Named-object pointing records
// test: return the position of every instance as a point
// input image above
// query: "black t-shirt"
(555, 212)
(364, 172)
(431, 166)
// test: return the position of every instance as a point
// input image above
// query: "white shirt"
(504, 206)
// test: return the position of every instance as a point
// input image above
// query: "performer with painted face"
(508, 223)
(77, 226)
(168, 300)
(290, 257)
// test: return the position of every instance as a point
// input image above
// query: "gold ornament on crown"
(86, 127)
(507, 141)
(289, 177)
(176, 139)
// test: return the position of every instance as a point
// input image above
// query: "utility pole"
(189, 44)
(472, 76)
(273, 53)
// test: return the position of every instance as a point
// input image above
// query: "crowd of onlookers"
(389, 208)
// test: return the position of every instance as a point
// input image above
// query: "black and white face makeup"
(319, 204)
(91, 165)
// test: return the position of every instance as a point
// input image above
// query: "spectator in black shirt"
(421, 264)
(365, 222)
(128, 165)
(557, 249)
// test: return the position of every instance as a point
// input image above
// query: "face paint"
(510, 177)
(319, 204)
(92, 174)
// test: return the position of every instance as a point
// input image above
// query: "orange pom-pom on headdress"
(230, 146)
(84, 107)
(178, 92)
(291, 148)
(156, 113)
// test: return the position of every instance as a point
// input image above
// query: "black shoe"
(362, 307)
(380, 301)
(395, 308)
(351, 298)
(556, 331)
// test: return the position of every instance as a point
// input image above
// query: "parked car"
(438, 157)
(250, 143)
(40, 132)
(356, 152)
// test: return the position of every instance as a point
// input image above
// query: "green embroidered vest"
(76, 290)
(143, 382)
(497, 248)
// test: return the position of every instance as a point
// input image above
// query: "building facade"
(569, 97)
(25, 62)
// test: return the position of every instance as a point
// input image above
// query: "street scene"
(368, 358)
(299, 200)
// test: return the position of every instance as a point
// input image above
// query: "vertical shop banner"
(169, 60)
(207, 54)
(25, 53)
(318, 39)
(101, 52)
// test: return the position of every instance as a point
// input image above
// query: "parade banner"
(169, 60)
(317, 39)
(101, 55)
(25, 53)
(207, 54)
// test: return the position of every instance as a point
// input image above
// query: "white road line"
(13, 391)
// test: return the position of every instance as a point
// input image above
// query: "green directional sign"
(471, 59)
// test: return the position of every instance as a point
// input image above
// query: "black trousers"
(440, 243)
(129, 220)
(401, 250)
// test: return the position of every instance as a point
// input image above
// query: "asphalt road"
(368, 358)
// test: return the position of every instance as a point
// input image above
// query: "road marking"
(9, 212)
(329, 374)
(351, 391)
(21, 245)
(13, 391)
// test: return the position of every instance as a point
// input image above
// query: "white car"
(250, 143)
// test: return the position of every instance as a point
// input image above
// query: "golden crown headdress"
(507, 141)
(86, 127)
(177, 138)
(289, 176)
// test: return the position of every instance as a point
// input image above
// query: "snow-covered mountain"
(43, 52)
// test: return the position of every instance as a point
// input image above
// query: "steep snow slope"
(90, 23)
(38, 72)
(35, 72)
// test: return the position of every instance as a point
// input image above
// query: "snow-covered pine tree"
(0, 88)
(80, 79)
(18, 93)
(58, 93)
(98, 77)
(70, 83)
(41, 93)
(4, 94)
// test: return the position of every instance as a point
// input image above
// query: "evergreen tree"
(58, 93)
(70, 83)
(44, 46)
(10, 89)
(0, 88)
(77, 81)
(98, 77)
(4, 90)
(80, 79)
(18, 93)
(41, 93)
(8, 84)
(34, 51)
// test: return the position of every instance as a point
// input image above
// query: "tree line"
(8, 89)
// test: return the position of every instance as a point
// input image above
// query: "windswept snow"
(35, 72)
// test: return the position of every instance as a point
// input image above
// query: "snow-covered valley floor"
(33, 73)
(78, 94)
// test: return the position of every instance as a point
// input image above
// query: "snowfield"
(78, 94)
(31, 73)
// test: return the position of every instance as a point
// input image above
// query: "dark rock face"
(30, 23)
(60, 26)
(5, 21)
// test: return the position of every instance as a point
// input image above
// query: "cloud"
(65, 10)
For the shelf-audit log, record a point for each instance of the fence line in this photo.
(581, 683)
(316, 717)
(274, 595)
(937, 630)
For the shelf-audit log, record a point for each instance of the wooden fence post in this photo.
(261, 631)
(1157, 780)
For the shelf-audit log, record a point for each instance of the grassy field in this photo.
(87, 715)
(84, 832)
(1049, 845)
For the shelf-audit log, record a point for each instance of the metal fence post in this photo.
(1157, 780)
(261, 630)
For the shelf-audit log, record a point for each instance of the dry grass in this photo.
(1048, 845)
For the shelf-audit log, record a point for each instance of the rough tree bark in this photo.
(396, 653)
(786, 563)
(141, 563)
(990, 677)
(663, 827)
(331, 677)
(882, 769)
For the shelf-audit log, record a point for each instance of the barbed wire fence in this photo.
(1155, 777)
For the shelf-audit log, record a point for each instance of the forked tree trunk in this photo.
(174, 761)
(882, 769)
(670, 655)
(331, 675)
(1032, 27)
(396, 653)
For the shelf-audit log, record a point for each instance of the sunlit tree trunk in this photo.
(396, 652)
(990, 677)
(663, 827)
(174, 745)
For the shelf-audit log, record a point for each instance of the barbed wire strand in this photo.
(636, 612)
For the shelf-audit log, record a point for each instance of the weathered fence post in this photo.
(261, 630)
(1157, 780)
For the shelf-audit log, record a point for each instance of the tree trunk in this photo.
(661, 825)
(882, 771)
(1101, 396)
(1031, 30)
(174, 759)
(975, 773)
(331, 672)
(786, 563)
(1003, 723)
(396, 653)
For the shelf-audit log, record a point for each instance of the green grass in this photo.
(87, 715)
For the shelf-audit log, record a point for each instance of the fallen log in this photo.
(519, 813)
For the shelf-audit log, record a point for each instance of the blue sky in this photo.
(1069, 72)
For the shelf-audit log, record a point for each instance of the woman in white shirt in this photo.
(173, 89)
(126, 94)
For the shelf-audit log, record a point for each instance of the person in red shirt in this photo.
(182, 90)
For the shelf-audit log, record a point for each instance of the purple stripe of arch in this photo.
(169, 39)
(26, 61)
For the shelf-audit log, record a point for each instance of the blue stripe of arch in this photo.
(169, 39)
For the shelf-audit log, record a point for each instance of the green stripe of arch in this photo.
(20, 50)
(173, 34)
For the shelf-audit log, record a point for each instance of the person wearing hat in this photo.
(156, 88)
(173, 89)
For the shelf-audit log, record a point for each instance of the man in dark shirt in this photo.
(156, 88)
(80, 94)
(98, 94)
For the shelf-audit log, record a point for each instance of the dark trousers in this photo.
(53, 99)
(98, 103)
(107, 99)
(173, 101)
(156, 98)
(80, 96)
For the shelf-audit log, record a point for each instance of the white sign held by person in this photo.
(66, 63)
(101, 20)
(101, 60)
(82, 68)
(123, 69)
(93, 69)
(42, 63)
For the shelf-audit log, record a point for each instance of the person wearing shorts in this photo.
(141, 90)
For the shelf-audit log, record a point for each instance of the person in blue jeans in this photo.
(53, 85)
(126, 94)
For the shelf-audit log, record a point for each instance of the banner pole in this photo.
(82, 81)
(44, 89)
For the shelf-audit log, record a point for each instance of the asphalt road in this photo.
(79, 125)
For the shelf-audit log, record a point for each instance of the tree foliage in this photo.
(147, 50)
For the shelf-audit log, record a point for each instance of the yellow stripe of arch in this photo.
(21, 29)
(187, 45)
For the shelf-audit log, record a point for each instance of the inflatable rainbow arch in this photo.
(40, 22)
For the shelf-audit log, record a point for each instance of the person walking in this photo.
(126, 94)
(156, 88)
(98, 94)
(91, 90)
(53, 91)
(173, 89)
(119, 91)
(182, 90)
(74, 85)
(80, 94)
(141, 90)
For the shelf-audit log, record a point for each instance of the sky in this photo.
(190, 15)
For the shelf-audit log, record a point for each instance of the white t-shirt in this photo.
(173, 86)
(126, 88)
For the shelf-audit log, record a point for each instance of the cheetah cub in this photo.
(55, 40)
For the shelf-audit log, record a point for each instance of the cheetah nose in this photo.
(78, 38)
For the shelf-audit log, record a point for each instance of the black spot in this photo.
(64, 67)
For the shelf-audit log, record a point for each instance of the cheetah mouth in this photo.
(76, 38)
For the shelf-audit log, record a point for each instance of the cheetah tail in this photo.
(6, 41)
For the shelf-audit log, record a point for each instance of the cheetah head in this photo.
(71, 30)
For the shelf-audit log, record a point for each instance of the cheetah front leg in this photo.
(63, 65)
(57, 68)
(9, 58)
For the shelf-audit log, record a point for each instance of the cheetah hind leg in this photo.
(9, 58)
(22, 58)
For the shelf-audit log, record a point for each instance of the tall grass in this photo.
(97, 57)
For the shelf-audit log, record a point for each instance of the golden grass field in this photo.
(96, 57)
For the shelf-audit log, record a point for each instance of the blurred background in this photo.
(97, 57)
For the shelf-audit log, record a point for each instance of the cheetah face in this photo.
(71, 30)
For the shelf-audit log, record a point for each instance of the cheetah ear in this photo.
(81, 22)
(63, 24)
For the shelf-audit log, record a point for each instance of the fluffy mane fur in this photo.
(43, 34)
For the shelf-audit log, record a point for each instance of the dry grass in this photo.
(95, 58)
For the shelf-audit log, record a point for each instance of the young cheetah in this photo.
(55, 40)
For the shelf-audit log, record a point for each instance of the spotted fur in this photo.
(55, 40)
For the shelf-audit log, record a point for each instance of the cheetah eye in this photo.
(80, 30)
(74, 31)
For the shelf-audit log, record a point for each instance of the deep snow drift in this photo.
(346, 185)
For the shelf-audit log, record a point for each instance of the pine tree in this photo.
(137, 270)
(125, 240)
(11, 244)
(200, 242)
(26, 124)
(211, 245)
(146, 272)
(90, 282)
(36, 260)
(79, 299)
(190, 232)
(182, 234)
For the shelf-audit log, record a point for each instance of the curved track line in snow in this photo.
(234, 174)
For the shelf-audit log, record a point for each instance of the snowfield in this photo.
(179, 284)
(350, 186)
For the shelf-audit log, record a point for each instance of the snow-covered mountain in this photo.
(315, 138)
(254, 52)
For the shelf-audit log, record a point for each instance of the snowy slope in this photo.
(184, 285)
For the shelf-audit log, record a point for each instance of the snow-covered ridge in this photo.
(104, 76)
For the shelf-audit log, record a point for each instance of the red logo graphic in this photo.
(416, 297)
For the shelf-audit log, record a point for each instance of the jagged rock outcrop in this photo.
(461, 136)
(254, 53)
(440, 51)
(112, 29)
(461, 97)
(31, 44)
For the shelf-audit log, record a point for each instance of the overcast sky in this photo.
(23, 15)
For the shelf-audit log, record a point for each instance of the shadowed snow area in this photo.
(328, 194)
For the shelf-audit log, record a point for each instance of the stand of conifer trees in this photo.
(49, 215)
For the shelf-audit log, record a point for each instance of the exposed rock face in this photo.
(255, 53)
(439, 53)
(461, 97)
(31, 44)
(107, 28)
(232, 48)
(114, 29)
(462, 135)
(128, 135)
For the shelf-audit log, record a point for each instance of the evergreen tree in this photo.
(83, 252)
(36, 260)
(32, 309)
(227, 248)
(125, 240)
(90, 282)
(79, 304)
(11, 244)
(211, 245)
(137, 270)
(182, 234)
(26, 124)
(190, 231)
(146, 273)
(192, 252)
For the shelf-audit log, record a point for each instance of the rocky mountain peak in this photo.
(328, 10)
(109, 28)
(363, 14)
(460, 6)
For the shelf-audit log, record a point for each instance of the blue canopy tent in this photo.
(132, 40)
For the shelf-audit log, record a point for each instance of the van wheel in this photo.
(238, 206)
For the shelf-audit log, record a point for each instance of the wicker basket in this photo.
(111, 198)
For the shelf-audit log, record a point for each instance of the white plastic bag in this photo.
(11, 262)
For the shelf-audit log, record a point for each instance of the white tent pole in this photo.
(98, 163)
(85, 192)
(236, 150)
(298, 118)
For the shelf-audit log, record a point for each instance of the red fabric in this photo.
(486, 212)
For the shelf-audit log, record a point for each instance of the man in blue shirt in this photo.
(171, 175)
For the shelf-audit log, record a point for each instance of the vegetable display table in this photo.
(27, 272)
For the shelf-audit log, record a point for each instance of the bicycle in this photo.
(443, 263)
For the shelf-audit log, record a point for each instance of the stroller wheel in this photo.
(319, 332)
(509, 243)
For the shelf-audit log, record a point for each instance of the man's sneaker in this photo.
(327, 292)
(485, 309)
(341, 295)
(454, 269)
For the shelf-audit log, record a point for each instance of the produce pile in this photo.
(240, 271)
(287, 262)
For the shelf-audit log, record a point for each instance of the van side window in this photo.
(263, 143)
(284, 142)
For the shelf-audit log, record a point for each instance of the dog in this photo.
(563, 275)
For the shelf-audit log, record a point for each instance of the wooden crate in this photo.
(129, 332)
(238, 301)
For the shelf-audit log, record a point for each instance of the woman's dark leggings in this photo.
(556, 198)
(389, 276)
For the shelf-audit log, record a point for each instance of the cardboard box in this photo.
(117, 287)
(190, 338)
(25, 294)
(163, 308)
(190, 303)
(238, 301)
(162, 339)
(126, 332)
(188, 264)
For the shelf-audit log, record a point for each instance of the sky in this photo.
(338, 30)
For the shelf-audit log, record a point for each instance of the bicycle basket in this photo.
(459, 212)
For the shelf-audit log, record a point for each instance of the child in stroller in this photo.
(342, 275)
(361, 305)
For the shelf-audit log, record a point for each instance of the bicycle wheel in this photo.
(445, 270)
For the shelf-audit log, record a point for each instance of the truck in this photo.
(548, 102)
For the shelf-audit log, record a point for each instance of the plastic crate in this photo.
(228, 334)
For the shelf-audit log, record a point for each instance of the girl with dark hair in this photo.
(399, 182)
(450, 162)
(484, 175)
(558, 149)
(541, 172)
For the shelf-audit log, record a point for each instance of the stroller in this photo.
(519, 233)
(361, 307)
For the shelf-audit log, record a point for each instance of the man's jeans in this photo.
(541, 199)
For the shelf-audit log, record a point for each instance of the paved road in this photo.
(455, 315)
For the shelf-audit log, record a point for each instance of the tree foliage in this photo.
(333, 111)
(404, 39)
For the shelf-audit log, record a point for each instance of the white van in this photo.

What the exercise asks -> Output, unchanged, the lines from the line with "hair in this photo." through the final line of the material.

Written reply ->
For the shelf-audit log, record a point for each instance of the girl with dark hair in this photo.
(399, 182)
(450, 162)
(484, 175)
(558, 149)
(541, 172)
For the shelf-audit log, record a point for each instance of the stroller in this photo.
(519, 233)
(361, 307)
For the shelf-audit log, record a point for each instance of the man's jeans in this photo.
(541, 199)
For the shelf-audit log, record a point for each instance of the paved road in this photo.
(455, 315)
For the shelf-audit log, record a point for each instance of the tree foliage in this photo.
(333, 111)
(404, 39)
For the shelf-audit log, record a point for each instance of the white van in this photo.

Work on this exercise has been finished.